Problem requirements: Leaving the pictures aside, restate all of the data exactly.

**** Available data ****

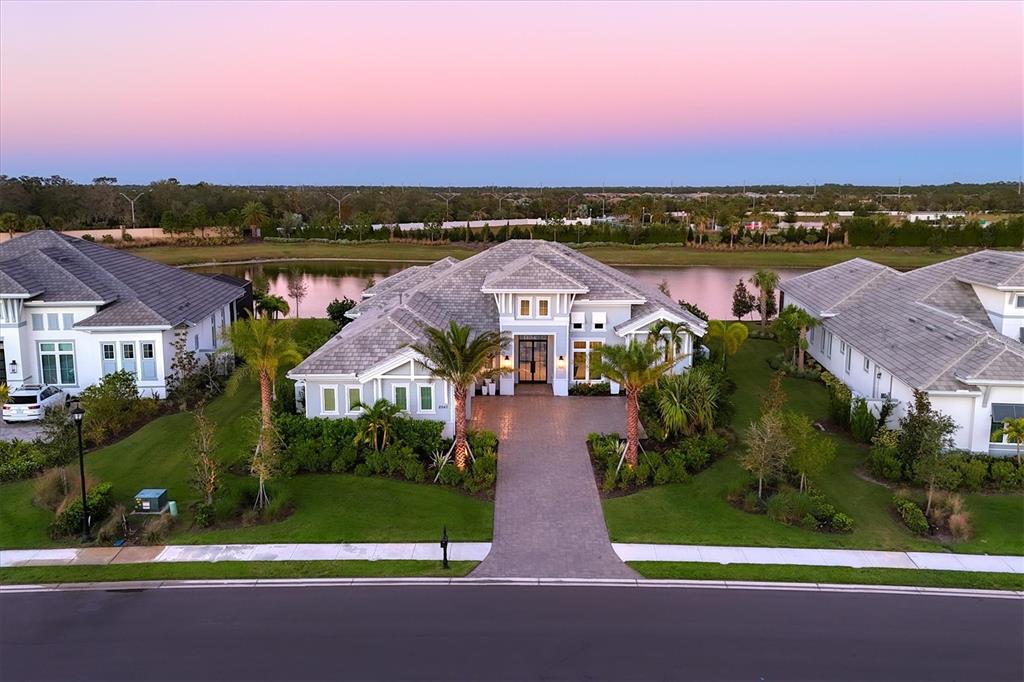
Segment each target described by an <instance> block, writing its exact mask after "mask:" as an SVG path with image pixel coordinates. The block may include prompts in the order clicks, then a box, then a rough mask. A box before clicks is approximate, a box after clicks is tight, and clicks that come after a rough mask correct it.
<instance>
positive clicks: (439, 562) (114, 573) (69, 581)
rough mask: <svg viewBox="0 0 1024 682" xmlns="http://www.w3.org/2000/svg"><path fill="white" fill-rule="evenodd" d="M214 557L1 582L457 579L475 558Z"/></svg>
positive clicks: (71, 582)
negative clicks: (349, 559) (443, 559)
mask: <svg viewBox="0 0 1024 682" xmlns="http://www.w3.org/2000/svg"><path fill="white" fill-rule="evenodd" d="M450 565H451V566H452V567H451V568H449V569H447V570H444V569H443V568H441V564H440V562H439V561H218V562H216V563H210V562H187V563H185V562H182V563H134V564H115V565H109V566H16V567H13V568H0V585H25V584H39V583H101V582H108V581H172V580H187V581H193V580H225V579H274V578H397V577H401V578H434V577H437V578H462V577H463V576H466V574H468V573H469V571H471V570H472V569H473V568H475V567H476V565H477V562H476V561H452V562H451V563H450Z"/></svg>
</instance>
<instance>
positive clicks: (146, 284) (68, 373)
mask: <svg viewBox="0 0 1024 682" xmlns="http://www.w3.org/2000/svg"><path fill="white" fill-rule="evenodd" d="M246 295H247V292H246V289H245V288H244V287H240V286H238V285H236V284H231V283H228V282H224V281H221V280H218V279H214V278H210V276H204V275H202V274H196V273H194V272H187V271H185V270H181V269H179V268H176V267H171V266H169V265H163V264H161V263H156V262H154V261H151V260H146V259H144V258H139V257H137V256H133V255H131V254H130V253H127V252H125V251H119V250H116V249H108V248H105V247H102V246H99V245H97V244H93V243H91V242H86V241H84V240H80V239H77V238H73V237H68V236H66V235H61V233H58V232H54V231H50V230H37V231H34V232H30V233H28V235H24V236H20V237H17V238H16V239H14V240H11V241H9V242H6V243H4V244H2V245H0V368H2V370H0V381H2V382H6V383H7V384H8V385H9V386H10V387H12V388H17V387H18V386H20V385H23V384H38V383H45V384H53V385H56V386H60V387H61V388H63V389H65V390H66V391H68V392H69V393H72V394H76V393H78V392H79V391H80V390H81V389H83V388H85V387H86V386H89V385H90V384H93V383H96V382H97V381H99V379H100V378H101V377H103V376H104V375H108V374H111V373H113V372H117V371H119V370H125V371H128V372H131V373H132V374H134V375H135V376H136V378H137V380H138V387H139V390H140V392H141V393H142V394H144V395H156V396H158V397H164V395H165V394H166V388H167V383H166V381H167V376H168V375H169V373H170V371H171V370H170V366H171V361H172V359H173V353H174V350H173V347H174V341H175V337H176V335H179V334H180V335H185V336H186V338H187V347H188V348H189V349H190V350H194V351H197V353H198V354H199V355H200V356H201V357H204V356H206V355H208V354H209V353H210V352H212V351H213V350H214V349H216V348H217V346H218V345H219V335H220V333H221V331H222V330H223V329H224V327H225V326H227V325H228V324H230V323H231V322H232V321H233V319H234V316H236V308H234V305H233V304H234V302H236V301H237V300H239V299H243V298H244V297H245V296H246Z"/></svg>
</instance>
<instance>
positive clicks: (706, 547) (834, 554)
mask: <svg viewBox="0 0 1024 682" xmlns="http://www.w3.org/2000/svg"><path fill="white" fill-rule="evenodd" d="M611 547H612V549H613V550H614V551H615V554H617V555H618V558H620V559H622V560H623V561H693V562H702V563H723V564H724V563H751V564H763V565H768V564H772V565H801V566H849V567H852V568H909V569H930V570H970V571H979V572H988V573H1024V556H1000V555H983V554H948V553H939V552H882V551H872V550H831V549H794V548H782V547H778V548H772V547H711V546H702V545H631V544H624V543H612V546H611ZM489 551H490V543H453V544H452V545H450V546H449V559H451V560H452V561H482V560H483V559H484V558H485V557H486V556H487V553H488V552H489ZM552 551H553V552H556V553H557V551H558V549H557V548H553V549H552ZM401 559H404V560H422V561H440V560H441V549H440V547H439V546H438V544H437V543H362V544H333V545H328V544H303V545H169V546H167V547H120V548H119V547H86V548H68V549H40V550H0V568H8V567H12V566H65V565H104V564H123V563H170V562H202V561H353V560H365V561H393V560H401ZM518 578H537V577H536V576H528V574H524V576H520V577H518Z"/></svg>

****

Solved exercise:
Segment each target described by an <instance> block, writing its exact mask after "mask:" as an SVG path with image pixel coordinates. The block may include prompts in the order clicks, then a box, then a rough mask. A box before clicks is approximate, a box after clicks is tight, and clicks that come after a rough mask correct it.
<instance>
positive clicks: (439, 562) (114, 573) (69, 581)
rough mask: <svg viewBox="0 0 1024 682" xmlns="http://www.w3.org/2000/svg"><path fill="white" fill-rule="evenodd" d="M214 557L1 582L457 579L475 558Z"/></svg>
positive clicks: (71, 582)
negative clicks: (349, 559) (443, 559)
mask: <svg viewBox="0 0 1024 682" xmlns="http://www.w3.org/2000/svg"><path fill="white" fill-rule="evenodd" d="M450 565H451V566H452V567H451V568H449V569H447V570H444V569H443V568H441V564H440V562H439V561H218V562H216V563H210V562H187V563H185V562H182V563H134V564H115V565H109V566H16V567H13V568H0V585H25V584H39V583H101V582H108V581H172V580H187V581H193V580H225V579H274V578H397V577H401V578H434V577H437V578H462V577H463V576H466V574H468V573H469V571H471V570H472V569H473V568H475V567H476V565H477V562H476V561H452V562H451V563H450Z"/></svg>
</instance>
<instance>
positive clicks: (146, 284) (68, 373)
mask: <svg viewBox="0 0 1024 682" xmlns="http://www.w3.org/2000/svg"><path fill="white" fill-rule="evenodd" d="M246 295H247V292H246V289H245V288H244V287H240V286H238V285H236V284H231V283H228V282H224V281H221V280H218V279H214V278H210V276H204V275H202V274H196V273H194V272H187V271H185V270H181V269H179V268H176V267H171V266H169V265H163V264H161V263H156V262H154V261H151V260H146V259H144V258H139V257H137V256H133V255H131V254H130V253H127V252H125V251H119V250H116V249H108V248H105V247H102V246H99V245H97V244H93V243H91V242H86V241H84V240H80V239H77V238H73V237H68V236H66V235H61V233H58V232H54V231H50V230H37V231H34V232H30V233H28V235H24V236H20V237H17V238H16V239H14V240H11V241H9V242H6V243H4V244H2V245H0V368H2V370H0V381H2V382H6V383H7V384H8V385H9V386H10V387H12V388H17V387H18V386H20V385H23V384H38V383H45V384H53V385H56V386H60V387H61V388H63V389H65V390H66V391H68V392H69V393H72V394H76V393H78V392H79V391H80V390H81V389H83V388H85V387H86V386H89V385H90V384H93V383H96V382H97V381H99V379H100V378H101V377H103V376H104V375H108V374H111V373H113V372H117V371H119V370H125V371H128V372H131V373H132V374H134V375H135V376H136V378H137V380H138V387H139V390H140V392H141V393H142V394H144V395H156V396H158V397H164V395H165V394H166V388H167V383H166V381H167V376H168V375H169V373H170V371H171V370H170V366H171V361H172V359H173V353H174V350H173V347H174V341H175V337H176V335H179V334H180V335H185V336H186V338H187V347H188V348H189V349H190V350H194V351H197V353H198V354H199V355H200V356H201V357H204V356H206V355H208V354H209V353H210V352H212V351H213V350H214V349H216V348H217V346H218V345H219V335H220V333H221V331H222V330H223V329H224V327H225V326H227V325H228V324H230V323H231V322H232V321H233V319H234V316H236V308H234V305H233V304H234V302H236V301H237V300H239V299H243V298H244V297H245V296H246Z"/></svg>
</instance>
<instance>
positive clicks: (706, 547) (834, 554)
mask: <svg viewBox="0 0 1024 682" xmlns="http://www.w3.org/2000/svg"><path fill="white" fill-rule="evenodd" d="M611 547H612V549H613V550H614V551H615V554H617V555H618V558H620V559H622V560H623V561H693V562H702V563H723V564H724V563H751V564H763V565H768V564H772V565H801V566H849V567H852V568H909V569H930V570H970V571H979V572H988V573H1024V556H1000V555H983V554H948V553H939V552H882V551H872V550H831V549H794V548H782V547H778V548H772V547H711V546H702V545H631V544H624V543H612V546H611ZM489 551H490V543H453V544H452V545H450V546H449V559H451V560H452V561H482V560H483V559H484V558H485V557H486V556H487V553H488V552H489ZM552 551H553V552H556V553H557V551H558V549H557V548H553V549H552ZM401 559H404V560H422V561H440V560H441V549H440V547H439V546H438V544H437V543H362V544H333V545H328V544H303V545H169V546H167V547H120V548H119V547H86V548H68V549H40V550H0V568H8V567H12V566H65V565H104V564H123V563H170V562H202V561H353V560H365V561H393V560H401ZM518 578H537V577H536V576H528V574H524V576H520V577H518Z"/></svg>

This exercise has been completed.